| AVAILABLE RECORDS |

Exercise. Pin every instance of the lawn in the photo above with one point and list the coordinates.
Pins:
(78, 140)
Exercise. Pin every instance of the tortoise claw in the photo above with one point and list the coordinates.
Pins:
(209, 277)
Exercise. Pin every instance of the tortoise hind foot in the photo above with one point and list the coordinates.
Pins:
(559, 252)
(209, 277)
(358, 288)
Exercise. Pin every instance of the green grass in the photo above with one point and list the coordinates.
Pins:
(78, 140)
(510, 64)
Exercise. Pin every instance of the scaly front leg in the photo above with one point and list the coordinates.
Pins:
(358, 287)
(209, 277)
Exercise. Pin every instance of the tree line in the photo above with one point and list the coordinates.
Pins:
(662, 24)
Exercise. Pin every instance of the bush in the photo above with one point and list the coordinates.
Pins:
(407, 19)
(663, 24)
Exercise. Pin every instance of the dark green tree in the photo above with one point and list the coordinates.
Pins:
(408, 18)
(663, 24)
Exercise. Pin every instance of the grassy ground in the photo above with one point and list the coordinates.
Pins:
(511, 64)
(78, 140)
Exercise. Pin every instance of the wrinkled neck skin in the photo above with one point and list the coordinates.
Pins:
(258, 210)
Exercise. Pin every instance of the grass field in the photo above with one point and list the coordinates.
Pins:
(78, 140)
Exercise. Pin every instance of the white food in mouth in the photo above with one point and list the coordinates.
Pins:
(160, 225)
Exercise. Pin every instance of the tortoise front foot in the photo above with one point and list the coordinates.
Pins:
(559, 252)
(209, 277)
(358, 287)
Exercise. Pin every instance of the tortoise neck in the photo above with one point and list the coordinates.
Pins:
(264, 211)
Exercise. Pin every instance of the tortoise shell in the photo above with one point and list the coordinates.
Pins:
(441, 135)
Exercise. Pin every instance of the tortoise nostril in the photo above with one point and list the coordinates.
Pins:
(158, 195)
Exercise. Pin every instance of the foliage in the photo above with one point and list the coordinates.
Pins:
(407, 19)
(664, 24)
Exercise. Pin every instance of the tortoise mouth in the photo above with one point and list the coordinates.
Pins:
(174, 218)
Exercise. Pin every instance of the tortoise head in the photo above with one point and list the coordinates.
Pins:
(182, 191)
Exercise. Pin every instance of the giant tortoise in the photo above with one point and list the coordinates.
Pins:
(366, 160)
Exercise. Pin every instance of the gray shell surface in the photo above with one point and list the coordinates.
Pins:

| WHAT YOU NEED TO DO |
Could you please reproduce each record exactly, leaving nothing out?

| REPLY TO THE TASK |
Exercise. Pin every instance of the lawn in the photo above with one point and list the coordinates.
Pins:
(78, 140)
Exercise. Pin every instance of the tortoise claw in the photo above with one point and list the coordinates.
Pins:
(209, 277)
Exercise. Pin every instance of the tortoise hind foot in the photo above with one point and list the coordinates.
Pins:
(559, 252)
(209, 277)
(358, 288)
Exercise. Pin every instance of the green grass in the photo above with one point and list the coordinates.
Pins:
(78, 140)
(510, 64)
Exercise. Pin every instance of the scaly front leg in the photo above with one point and list the coordinates.
Pins:
(358, 287)
(209, 277)
Exercise. Pin every instance of the tree line in the photo above with one point and list the coordinates.
Pins:
(662, 24)
Exercise. Pin every instance of the bush in the photo above with one point and list the coordinates.
Pins:
(407, 19)
(663, 24)
Exercise. Pin every instance of the dark green tree in the photo above with one point and list the coordinates.
Pins:
(408, 18)
(663, 24)
Exercise. Pin every instance of the grassy ground in the photo above with one point and list the coordinates.
Pins:
(511, 64)
(78, 140)
Exercise. Pin every instance of the wrinkled neck skin in the photo above with one point and list the coordinates.
Pins:
(258, 210)
Exercise. Pin every instance of the grass field in the photo above with one point and list the coordinates.
Pins:
(78, 140)
Exercise. Pin every instance of the white food in mouth in the photo above with one point and list the coordinates.
Pins:
(160, 225)
Exercise. Pin every instance of the tortoise front foot in the photo above with one point and list the coordinates.
Pins:
(559, 252)
(209, 277)
(358, 287)
Exercise. Pin every instance of the tortoise neck in the photo above with one point and list the coordinates.
Pins:
(264, 211)
Exercise. Pin every instance of the tortoise shell in the photo above with one point and list the coordinates.
Pins:
(441, 135)
Exercise. Pin every instance of the tortoise nostril in the photo above with one point and list the coordinates.
Pins:
(158, 195)
Exercise. Pin every instance of the foliage in the photo above with one point and list the coordinates.
Pins:
(407, 19)
(664, 24)
Exercise. Pin every instance of the tortoise mouth in the photo above with one point and list the coordinates.
Pins:
(174, 218)
Exercise. Pin every instance of the tortoise head in the photo above with one point and list the coordinates.
Pins:
(182, 191)
Exercise. Pin every instance of the giant tortoise in the photo above with one point and list the coordinates.
Pins:
(366, 160)
Exercise. Pin every instance of the gray shell surface in the photo above with one point and list the coordinates.
Pins:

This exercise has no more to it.